■ ACTION ITEM: Spot each line in the data below containing "dark" and copy it.

━━━━━━━━━━━━━━━━━━━━━━━━━━━━━━

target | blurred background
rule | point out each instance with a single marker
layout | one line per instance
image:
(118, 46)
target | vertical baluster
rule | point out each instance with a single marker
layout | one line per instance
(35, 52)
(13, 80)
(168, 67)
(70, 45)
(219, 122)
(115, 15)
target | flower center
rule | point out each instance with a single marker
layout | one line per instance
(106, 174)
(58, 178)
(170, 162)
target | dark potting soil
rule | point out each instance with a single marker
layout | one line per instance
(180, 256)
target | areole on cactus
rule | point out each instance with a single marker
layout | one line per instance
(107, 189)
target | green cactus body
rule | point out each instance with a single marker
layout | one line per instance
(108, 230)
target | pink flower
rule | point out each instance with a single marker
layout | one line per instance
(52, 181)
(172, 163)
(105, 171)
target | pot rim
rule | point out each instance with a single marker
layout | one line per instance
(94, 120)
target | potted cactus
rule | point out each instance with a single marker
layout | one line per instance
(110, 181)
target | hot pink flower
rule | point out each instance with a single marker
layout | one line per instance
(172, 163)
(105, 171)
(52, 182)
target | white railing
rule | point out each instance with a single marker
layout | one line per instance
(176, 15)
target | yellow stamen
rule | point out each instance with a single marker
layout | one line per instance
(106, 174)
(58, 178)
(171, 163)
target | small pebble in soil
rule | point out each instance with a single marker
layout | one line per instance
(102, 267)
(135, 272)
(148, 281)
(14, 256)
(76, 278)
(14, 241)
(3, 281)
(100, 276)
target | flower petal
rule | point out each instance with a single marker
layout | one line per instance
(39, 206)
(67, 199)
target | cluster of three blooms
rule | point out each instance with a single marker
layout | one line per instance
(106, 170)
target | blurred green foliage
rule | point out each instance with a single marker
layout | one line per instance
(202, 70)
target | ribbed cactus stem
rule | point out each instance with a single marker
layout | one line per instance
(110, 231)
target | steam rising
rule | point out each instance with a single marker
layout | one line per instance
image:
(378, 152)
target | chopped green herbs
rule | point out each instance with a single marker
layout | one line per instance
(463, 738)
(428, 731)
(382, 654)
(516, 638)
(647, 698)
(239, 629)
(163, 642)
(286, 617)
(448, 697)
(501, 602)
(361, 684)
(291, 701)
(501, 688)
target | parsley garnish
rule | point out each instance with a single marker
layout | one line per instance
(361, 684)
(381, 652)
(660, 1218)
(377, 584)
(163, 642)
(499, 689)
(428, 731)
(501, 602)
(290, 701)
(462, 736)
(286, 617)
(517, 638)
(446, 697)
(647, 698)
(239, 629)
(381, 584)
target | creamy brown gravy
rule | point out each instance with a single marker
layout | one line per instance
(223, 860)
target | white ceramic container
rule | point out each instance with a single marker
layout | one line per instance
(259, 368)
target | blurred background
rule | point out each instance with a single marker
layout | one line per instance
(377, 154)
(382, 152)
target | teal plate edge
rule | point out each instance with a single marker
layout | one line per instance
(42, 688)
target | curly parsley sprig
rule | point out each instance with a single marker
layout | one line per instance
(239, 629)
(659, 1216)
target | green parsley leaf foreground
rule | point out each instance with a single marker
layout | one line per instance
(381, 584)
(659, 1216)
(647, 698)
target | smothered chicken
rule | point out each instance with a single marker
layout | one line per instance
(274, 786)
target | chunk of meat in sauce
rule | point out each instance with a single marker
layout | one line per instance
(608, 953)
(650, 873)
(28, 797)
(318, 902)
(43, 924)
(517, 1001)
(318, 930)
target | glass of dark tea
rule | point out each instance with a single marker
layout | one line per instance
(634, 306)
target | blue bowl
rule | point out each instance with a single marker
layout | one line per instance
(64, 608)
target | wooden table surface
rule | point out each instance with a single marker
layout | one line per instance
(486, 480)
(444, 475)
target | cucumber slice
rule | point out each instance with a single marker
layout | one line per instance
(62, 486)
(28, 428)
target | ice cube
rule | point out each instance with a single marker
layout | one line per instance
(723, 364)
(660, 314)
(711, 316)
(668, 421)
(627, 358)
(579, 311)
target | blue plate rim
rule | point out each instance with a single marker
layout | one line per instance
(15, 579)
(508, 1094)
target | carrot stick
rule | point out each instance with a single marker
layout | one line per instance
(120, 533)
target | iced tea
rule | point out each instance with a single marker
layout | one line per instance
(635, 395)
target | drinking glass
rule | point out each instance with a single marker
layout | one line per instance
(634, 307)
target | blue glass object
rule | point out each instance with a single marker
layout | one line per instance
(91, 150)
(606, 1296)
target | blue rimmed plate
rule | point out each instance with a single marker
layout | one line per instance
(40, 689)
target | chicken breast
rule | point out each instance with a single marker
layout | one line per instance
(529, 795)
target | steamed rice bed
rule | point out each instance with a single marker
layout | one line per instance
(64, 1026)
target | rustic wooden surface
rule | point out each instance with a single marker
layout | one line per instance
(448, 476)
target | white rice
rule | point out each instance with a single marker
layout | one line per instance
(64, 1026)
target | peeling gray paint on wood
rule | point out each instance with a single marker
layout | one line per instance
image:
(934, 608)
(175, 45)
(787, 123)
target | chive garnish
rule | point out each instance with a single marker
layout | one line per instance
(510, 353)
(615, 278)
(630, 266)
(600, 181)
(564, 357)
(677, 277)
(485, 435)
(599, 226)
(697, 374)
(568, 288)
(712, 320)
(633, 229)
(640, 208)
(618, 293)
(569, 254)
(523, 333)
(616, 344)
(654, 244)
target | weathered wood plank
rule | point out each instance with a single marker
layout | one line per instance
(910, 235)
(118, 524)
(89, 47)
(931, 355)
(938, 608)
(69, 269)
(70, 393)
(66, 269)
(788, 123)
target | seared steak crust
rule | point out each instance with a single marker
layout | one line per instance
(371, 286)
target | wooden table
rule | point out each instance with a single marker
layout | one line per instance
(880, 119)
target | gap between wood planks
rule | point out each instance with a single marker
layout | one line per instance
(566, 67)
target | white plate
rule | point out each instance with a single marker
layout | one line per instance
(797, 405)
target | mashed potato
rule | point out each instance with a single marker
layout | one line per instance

━━━━━━━━━━━━━━━━━━━━━━━━━━━━━━

■ RESPONSE TO THIS TASK:
target | dark potting soil
target | glass of dark tea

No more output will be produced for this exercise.